═════ Record excerpts
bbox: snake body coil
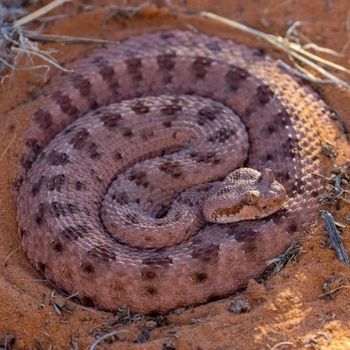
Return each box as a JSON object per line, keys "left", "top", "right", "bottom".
{"left": 17, "top": 31, "right": 336, "bottom": 313}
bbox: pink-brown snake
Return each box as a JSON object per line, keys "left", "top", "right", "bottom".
{"left": 16, "top": 30, "right": 336, "bottom": 313}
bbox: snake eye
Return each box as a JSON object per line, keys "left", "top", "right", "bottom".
{"left": 243, "top": 190, "right": 260, "bottom": 205}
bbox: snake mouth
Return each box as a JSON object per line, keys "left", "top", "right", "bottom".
{"left": 213, "top": 204, "right": 244, "bottom": 218}
{"left": 209, "top": 203, "right": 259, "bottom": 224}
{"left": 209, "top": 201, "right": 285, "bottom": 224}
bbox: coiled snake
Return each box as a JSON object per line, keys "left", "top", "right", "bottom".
{"left": 16, "top": 30, "right": 337, "bottom": 313}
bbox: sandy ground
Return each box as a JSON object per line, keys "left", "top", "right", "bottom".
{"left": 1, "top": 0, "right": 350, "bottom": 349}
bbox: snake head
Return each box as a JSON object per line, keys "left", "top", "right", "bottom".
{"left": 202, "top": 168, "right": 287, "bottom": 223}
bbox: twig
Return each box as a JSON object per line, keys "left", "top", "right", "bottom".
{"left": 320, "top": 210, "right": 350, "bottom": 265}
{"left": 270, "top": 342, "right": 294, "bottom": 350}
{"left": 23, "top": 31, "right": 118, "bottom": 45}
{"left": 0, "top": 134, "right": 16, "bottom": 161}
{"left": 316, "top": 166, "right": 350, "bottom": 205}
{"left": 74, "top": 303, "right": 109, "bottom": 314}
{"left": 14, "top": 0, "right": 71, "bottom": 28}
{"left": 13, "top": 43, "right": 66, "bottom": 66}
{"left": 87, "top": 330, "right": 128, "bottom": 350}
{"left": 266, "top": 241, "right": 301, "bottom": 273}
{"left": 3, "top": 247, "right": 20, "bottom": 267}
{"left": 103, "top": 1, "right": 151, "bottom": 24}
{"left": 11, "top": 46, "right": 71, "bottom": 73}
{"left": 318, "top": 285, "right": 350, "bottom": 298}
{"left": 277, "top": 61, "right": 334, "bottom": 84}
{"left": 303, "top": 43, "right": 344, "bottom": 57}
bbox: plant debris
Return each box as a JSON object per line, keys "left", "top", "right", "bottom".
{"left": 266, "top": 241, "right": 302, "bottom": 274}
{"left": 317, "top": 164, "right": 350, "bottom": 206}
{"left": 135, "top": 326, "right": 151, "bottom": 343}
{"left": 162, "top": 341, "right": 177, "bottom": 350}
{"left": 0, "top": 1, "right": 349, "bottom": 89}
{"left": 320, "top": 210, "right": 350, "bottom": 265}
{"left": 0, "top": 1, "right": 38, "bottom": 23}
{"left": 103, "top": 1, "right": 152, "bottom": 24}
{"left": 318, "top": 275, "right": 349, "bottom": 299}
{"left": 49, "top": 291, "right": 76, "bottom": 315}
{"left": 88, "top": 305, "right": 168, "bottom": 343}
{"left": 228, "top": 295, "right": 251, "bottom": 314}
{"left": 255, "top": 241, "right": 302, "bottom": 284}
{"left": 87, "top": 330, "right": 128, "bottom": 350}
{"left": 322, "top": 142, "right": 338, "bottom": 159}
{"left": 200, "top": 12, "right": 350, "bottom": 89}
{"left": 0, "top": 0, "right": 72, "bottom": 80}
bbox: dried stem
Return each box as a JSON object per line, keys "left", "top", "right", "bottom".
{"left": 1, "top": 3, "right": 349, "bottom": 90}
{"left": 320, "top": 210, "right": 350, "bottom": 265}
{"left": 200, "top": 11, "right": 350, "bottom": 89}
{"left": 13, "top": 0, "right": 71, "bottom": 27}
{"left": 23, "top": 31, "right": 117, "bottom": 45}
{"left": 87, "top": 330, "right": 128, "bottom": 350}
{"left": 0, "top": 0, "right": 73, "bottom": 80}
{"left": 0, "top": 134, "right": 16, "bottom": 161}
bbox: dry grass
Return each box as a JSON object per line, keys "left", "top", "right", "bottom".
{"left": 0, "top": 0, "right": 72, "bottom": 81}
{"left": 201, "top": 11, "right": 350, "bottom": 89}
{"left": 0, "top": 1, "right": 349, "bottom": 89}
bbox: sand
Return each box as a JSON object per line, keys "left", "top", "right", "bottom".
{"left": 1, "top": 0, "right": 350, "bottom": 349}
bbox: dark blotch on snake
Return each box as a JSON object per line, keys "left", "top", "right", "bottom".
{"left": 192, "top": 272, "right": 208, "bottom": 283}
{"left": 52, "top": 241, "right": 64, "bottom": 253}
{"left": 162, "top": 120, "right": 172, "bottom": 128}
{"left": 191, "top": 244, "right": 220, "bottom": 263}
{"left": 142, "top": 256, "right": 173, "bottom": 266}
{"left": 70, "top": 129, "right": 90, "bottom": 149}
{"left": 158, "top": 159, "right": 183, "bottom": 178}
{"left": 47, "top": 174, "right": 65, "bottom": 192}
{"left": 31, "top": 175, "right": 46, "bottom": 196}
{"left": 25, "top": 138, "right": 42, "bottom": 155}
{"left": 75, "top": 181, "right": 84, "bottom": 191}
{"left": 126, "top": 57, "right": 143, "bottom": 80}
{"left": 132, "top": 100, "right": 150, "bottom": 114}
{"left": 82, "top": 263, "right": 95, "bottom": 274}
{"left": 33, "top": 109, "right": 53, "bottom": 130}
{"left": 100, "top": 113, "right": 122, "bottom": 129}
{"left": 72, "top": 73, "right": 91, "bottom": 97}
{"left": 141, "top": 269, "right": 157, "bottom": 280}
{"left": 113, "top": 151, "right": 123, "bottom": 161}
{"left": 191, "top": 56, "right": 212, "bottom": 79}
{"left": 47, "top": 151, "right": 69, "bottom": 166}
{"left": 35, "top": 203, "right": 46, "bottom": 226}
{"left": 225, "top": 66, "right": 248, "bottom": 91}
{"left": 146, "top": 286, "right": 158, "bottom": 295}
{"left": 257, "top": 85, "right": 274, "bottom": 105}
{"left": 53, "top": 91, "right": 79, "bottom": 116}
{"left": 157, "top": 53, "right": 176, "bottom": 70}
{"left": 61, "top": 225, "right": 88, "bottom": 240}
{"left": 160, "top": 102, "right": 182, "bottom": 115}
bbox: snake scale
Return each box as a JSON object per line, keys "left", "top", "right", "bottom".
{"left": 16, "top": 30, "right": 337, "bottom": 313}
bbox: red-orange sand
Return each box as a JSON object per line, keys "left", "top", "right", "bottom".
{"left": 1, "top": 1, "right": 350, "bottom": 349}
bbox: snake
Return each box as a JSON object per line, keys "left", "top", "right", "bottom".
{"left": 16, "top": 30, "right": 337, "bottom": 314}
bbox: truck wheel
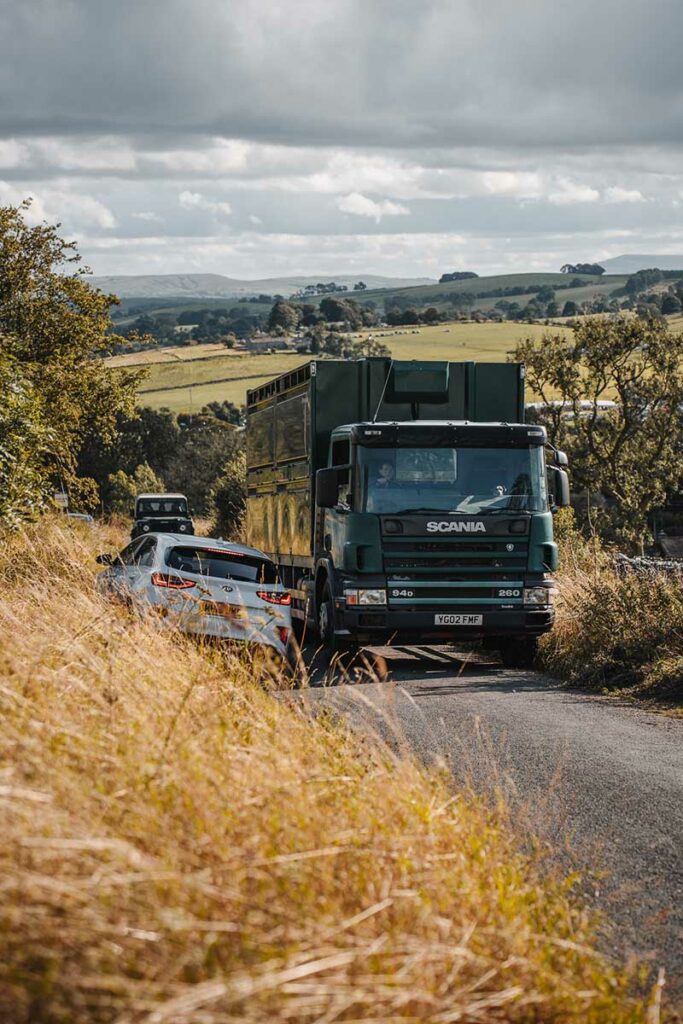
══════════
• [Exercise goal]
Within the entries above, find every line where the string "snake" occurs, and copy it.

• [The answer]
bbox: snake body coil
bbox: pink-brown snake
bbox: snake eye
bbox: snake mouth
bbox: coiled snake
bbox: snake head
bbox: dark blotch on snake
bbox: snake scale
bbox: snake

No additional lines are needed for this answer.